### 文本片段
李清照
风住尘香花已尽,日晚倦梳头。物是人非事事休,欲语泪先流。
闻说双溪春尚好,也拟泛轻舟。只恐双溪舴艋舟,载不动许多愁。
读着这首小词,我们仿佛坐在剧场里,观赏着一出古老的昆剧。抬眼望去,远处是一幅暮春的景色:红日高悬,东风骀荡,园林内的花枝上已谢残红,一片片绿叶正缀满树梢。再看近处,则是一所古色古香的兼作书斋的闺房,案头上堆着书史,妆台上放着镜奁,旁边也可看到一只宝鸭香炉,它正袅袅不绝地吐着沉香的氤氲。少顷,一位衣着淡雅、才到中年的孀妇走出来望了望窗外,然后踱进妆台,想对镜梳妆,但又慵怠无力。于是她舒展歌喉(或展开花笺),歌唱(或抒写)了一首回肠荡气的歌曲。

### 指令 1
文本片段里描写的远处景色是哪个季节的?
### 指令 2
请把文本片段中从“闻说双溪春尚好,也拟泛轻舟。只恐双溪舴艋舟,载不动许多愁。”一直到“抒写)了一首回肠荡气的歌曲。”的文字逐字重抄一遍。

### 存储数据
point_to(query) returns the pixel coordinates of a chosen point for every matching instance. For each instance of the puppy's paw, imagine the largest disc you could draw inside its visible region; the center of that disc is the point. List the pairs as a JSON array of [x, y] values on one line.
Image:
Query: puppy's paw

### 任务解答 1
暮春。

### 任务解答 2
闻说双溪春尚好,也拟泛轻舟。只恐双溪舴艋舟,载不动许多愁。
读着这首小词,我们仿佛坐在剧场里,观赏着一出古老的昆剧。抬眼望去,远处是一幅暮春的景色:红日高悬,东风骀荡,园林内的花枝上已谢残红,一片片绿叶正缀满树梢。再看近处,则是一所古色古香的兼作书斋的闺房,案头上堆着书史,妆台上放着镜奁,旁边也可看到一只宝鸭香炉,它正袅袅不绝地吐着沉香的氤氲。少顷,一位衣着淡雅、才到中年的孀妇走出来望了望窗外,然后踱进妆台,想对镜梳妆,但又慵怠无力。于是她舒展歌喉(或展开花笺),歌唱(或抒写)了一首回肠荡气的歌曲。